__Exercise__: Reproduce the listing below without any change.

__Records for this task__:
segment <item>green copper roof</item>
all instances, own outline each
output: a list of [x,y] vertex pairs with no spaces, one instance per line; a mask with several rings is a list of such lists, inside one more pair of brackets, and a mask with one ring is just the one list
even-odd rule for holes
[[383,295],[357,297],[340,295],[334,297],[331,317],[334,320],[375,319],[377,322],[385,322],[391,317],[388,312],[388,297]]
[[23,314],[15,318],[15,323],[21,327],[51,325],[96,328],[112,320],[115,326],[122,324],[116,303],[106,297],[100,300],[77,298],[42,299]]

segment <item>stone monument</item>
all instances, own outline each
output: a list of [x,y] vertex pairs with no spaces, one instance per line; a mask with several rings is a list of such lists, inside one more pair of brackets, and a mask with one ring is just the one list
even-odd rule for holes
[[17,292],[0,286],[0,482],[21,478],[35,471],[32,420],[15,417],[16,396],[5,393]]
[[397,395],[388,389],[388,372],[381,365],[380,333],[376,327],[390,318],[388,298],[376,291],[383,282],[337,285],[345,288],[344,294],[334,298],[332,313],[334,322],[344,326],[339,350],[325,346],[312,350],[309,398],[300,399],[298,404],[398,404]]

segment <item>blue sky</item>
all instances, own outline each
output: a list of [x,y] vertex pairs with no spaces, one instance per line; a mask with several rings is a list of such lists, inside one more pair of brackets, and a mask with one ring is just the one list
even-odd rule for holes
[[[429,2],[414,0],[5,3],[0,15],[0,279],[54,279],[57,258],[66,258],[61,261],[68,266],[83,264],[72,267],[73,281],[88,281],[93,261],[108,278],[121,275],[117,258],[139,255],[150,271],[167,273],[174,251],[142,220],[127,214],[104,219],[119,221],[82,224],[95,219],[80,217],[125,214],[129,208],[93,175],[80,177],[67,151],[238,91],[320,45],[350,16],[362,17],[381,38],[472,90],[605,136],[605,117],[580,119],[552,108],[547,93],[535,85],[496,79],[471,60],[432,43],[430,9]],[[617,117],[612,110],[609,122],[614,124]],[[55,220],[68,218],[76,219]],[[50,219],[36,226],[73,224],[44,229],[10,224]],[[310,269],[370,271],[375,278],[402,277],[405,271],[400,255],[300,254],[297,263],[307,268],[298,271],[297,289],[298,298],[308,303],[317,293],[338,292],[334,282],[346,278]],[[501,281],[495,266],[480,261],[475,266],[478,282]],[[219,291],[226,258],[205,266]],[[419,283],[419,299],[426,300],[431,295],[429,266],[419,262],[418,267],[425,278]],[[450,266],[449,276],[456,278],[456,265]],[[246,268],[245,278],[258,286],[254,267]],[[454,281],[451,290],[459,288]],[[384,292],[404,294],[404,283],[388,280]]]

__Exercise result__:
segment <item>green copper roof</item>
all instances, own outline each
output: a list of [x,y] vertex pairs with no spaces, one instance per line; a mask with several rings is a list of such lists, inside one more pair of brackets, and a mask with one ring is just the one list
even-odd rule for holes
[[383,295],[357,297],[340,295],[334,297],[331,317],[334,320],[375,319],[377,322],[385,322],[391,317],[388,312],[388,297]]
[[23,314],[15,318],[15,323],[21,327],[51,325],[96,328],[112,320],[115,326],[122,324],[116,303],[106,297],[100,300],[77,298],[42,299]]

segment <item>stone monument</item>
all instances, own outline each
output: a list of [x,y] vertex pairs with no spaces, one instance per line; a mask with several rings is a list of such lists, inside one more pair of brackets, and a mask with one ring is just the one list
even-odd rule for holes
[[17,292],[0,286],[0,482],[21,478],[35,471],[32,420],[15,417],[16,396],[5,393]]
[[397,395],[388,389],[388,372],[381,365],[380,333],[376,327],[390,318],[388,298],[376,291],[383,282],[337,285],[345,288],[344,294],[334,298],[332,313],[334,322],[344,326],[339,350],[325,346],[312,350],[309,398],[300,399],[298,404],[398,404]]

segment <item>blue sky</item>
all instances, own outline each
output: a list of [x,y] vertex pairs with no spaces, one instance per line; a mask with several rings is a list of such lists, inside one more pair of brackets, and a mask with one ring is just the one list
even-odd rule for holes
[[[429,2],[414,0],[5,3],[0,15],[0,279],[54,279],[57,258],[66,258],[61,261],[68,266],[83,264],[72,267],[73,281],[88,281],[93,261],[108,278],[121,275],[117,258],[139,255],[150,271],[167,273],[174,251],[142,220],[127,214],[104,219],[119,221],[82,224],[95,219],[80,217],[125,214],[129,208],[93,175],[80,177],[67,151],[238,91],[320,45],[350,16],[362,17],[381,38],[472,90],[605,136],[605,117],[580,119],[552,108],[547,93],[535,85],[496,79],[471,60],[432,43],[430,9]],[[617,117],[612,110],[609,122],[614,124]],[[55,220],[68,218],[76,219]],[[50,219],[36,226],[73,224],[44,229],[10,224]],[[310,269],[370,271],[375,278],[402,277],[405,271],[400,255],[300,254],[297,263],[307,268],[298,271],[297,289],[298,298],[308,303],[317,293],[338,292],[334,282],[346,278]],[[501,281],[495,266],[480,261],[475,266],[478,282]],[[219,291],[226,258],[205,266]],[[419,283],[419,299],[426,300],[431,295],[429,266],[419,262],[418,267],[425,278]],[[450,266],[449,276],[456,278],[456,265]],[[246,268],[245,278],[258,286],[254,267]],[[454,281],[451,290],[459,288]],[[384,292],[404,294],[404,283],[388,280]]]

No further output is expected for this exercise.